## Begin DATA PROVIDED
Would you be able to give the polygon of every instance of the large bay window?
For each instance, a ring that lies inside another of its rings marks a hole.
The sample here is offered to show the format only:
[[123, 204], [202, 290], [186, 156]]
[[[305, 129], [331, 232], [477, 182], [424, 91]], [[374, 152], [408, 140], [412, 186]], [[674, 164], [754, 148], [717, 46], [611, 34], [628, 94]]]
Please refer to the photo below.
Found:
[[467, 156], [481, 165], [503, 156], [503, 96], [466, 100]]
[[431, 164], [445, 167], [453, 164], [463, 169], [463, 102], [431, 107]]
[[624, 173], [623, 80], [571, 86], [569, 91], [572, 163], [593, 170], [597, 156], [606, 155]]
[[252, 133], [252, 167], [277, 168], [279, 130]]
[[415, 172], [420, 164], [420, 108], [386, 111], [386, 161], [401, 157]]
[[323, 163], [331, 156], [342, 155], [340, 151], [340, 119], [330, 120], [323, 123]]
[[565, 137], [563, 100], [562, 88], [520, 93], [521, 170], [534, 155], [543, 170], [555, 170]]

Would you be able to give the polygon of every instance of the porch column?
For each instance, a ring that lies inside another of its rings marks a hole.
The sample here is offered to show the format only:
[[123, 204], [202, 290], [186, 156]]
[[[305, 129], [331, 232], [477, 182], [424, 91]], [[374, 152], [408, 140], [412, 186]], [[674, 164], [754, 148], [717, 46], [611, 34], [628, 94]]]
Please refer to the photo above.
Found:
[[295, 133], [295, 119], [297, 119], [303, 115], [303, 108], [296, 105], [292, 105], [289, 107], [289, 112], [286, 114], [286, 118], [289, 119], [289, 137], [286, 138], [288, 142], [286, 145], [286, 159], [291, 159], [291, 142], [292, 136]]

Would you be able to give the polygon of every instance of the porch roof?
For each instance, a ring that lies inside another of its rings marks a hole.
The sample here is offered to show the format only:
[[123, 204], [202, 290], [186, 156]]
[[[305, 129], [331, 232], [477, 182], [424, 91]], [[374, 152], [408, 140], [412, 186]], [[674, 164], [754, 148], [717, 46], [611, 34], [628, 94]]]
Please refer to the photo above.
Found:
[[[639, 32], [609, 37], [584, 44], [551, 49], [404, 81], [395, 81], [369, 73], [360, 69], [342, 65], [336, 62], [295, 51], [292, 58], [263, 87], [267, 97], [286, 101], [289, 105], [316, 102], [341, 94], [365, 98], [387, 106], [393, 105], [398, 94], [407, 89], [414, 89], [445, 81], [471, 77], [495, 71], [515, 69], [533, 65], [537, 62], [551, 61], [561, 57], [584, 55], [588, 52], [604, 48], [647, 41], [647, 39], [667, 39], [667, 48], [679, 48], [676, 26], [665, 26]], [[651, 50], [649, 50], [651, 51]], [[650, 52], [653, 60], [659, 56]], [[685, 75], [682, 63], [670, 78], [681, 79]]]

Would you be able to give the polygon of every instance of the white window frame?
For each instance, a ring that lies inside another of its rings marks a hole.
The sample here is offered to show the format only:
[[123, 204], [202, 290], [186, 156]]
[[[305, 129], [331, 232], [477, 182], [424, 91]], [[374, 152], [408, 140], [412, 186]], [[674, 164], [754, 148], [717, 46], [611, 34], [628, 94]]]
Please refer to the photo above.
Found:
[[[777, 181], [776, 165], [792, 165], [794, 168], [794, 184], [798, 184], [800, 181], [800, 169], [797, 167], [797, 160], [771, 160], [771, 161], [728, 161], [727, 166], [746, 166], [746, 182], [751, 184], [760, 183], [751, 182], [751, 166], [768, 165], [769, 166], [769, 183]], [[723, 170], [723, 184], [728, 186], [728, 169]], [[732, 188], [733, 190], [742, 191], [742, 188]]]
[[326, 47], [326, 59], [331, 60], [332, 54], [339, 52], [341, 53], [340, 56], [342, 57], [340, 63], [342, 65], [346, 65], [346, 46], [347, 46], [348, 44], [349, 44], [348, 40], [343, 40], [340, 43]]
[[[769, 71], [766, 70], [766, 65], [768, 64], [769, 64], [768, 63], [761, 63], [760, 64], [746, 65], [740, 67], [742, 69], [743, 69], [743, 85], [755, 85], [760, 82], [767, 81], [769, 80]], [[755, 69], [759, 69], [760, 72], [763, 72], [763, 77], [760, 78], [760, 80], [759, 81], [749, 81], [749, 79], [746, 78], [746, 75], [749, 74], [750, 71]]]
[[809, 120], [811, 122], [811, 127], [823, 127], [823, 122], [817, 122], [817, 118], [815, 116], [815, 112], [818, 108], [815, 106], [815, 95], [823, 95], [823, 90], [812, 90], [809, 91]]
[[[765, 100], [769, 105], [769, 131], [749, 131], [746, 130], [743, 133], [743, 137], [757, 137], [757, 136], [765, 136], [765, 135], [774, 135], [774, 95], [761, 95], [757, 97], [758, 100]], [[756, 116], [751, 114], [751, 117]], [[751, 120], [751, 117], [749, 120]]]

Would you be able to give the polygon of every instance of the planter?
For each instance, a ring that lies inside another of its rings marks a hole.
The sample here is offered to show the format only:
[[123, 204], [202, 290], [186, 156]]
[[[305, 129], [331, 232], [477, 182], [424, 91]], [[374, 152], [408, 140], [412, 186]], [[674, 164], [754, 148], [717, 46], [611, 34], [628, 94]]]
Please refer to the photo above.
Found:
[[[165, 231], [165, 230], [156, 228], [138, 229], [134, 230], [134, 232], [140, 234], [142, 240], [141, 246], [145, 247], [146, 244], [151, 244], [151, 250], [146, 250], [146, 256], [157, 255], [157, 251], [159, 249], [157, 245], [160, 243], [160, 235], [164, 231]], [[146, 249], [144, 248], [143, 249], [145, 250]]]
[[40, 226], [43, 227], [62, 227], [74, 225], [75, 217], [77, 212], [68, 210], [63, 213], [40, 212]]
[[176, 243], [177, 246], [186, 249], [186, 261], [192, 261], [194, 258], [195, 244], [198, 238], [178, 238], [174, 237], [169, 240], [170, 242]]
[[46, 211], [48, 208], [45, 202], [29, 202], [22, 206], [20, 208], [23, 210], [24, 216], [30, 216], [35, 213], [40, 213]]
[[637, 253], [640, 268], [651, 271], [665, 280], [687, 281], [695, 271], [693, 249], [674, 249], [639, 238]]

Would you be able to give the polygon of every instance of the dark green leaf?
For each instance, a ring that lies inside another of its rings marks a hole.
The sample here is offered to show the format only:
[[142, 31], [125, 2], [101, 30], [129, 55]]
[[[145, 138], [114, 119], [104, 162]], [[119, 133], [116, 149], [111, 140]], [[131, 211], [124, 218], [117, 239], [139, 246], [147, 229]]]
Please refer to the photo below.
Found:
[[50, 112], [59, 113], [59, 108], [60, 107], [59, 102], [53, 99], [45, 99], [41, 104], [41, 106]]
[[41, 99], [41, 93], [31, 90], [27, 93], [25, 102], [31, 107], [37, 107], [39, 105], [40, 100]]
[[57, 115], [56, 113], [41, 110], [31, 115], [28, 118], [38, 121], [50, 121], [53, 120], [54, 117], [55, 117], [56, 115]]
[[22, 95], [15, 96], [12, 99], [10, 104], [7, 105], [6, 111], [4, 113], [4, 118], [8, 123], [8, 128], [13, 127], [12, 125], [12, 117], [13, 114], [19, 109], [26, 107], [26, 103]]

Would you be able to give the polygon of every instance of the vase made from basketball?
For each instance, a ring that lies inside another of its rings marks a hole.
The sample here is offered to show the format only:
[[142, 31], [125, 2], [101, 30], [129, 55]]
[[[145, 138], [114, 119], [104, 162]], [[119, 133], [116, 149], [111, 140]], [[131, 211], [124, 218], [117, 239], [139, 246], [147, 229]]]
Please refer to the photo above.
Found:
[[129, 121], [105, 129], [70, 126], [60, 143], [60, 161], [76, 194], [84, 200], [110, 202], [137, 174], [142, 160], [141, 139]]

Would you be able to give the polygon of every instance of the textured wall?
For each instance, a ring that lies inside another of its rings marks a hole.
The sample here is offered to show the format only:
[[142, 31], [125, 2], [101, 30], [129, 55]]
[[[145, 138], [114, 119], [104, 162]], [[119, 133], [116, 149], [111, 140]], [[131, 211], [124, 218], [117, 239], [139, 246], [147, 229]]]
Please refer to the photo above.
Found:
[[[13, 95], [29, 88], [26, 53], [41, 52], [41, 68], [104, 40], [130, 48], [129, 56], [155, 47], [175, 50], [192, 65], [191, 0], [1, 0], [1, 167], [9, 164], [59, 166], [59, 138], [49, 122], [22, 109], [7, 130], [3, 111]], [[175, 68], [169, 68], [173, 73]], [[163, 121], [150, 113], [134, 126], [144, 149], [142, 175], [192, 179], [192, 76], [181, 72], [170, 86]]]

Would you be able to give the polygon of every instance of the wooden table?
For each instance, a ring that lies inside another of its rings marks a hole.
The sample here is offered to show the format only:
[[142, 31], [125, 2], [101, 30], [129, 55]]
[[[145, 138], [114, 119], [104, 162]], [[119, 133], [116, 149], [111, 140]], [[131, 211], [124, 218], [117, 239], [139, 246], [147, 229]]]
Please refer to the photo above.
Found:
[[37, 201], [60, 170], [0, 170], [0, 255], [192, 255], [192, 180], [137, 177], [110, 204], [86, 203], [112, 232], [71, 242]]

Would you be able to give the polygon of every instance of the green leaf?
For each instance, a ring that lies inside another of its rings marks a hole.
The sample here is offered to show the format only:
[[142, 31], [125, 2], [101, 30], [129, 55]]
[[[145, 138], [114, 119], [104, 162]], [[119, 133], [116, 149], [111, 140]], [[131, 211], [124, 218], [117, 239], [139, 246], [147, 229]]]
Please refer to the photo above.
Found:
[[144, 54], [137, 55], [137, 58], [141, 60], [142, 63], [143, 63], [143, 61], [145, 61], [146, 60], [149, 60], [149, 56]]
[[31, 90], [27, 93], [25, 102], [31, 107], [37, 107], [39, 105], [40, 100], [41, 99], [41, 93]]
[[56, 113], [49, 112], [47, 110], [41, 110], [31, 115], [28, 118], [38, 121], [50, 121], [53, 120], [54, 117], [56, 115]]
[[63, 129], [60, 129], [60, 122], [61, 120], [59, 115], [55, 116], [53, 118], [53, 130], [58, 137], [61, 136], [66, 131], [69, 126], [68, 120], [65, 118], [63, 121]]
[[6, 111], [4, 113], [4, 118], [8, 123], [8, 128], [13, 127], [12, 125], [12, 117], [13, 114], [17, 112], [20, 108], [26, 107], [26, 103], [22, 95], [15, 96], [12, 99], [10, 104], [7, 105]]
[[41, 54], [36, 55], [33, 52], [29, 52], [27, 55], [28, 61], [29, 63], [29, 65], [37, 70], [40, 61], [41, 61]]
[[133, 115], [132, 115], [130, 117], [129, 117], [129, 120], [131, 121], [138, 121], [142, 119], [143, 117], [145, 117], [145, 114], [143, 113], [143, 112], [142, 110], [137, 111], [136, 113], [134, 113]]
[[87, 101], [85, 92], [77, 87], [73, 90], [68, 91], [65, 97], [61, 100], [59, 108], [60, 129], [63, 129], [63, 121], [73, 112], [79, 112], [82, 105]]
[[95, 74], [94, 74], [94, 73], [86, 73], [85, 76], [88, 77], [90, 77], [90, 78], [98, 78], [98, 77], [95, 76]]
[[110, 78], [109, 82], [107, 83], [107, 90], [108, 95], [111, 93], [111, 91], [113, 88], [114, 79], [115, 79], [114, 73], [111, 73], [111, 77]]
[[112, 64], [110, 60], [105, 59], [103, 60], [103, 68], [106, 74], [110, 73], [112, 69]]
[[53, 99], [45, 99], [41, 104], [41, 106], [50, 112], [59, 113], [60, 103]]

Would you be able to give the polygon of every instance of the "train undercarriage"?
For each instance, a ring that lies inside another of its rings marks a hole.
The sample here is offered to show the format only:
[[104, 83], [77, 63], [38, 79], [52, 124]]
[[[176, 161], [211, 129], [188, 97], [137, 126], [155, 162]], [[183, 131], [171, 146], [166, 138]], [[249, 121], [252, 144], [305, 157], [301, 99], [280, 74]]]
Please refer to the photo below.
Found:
## End DATA PROVIDED
WORK REQUIRED: Copy out the lines of the records word for word, from the line containing "the porch roof?" through the line containing "78], [681, 79]]]", including both of those lines.

RESPONSE BELOW:
Would you be able to give the polygon of every instance of the porch roof?
For each instance, a ring that lies inside another of its rings marks a hole.
The sample here is offered to show the format only:
[[123, 204], [202, 290], [186, 156]]
[[[305, 129], [331, 232], [477, 182], [424, 91]], [[374, 152], [408, 140], [412, 186]], [[674, 164], [754, 148], [717, 46], [611, 34], [628, 94]]]
Please refer to the photo above.
Found:
[[[639, 32], [609, 37], [584, 44], [551, 49], [404, 81], [395, 81], [369, 73], [360, 69], [342, 65], [336, 62], [295, 51], [292, 58], [263, 87], [267, 97], [286, 101], [289, 105], [316, 102], [341, 94], [365, 98], [387, 106], [393, 105], [398, 94], [407, 89], [414, 89], [445, 81], [471, 77], [495, 71], [515, 69], [533, 65], [537, 62], [551, 61], [561, 57], [584, 55], [588, 52], [604, 48], [647, 41], [647, 39], [667, 39], [667, 48], [679, 48], [676, 26], [665, 26]], [[651, 50], [649, 50], [651, 51]], [[650, 52], [653, 60], [659, 56]], [[685, 75], [682, 63], [670, 78], [681, 79]]]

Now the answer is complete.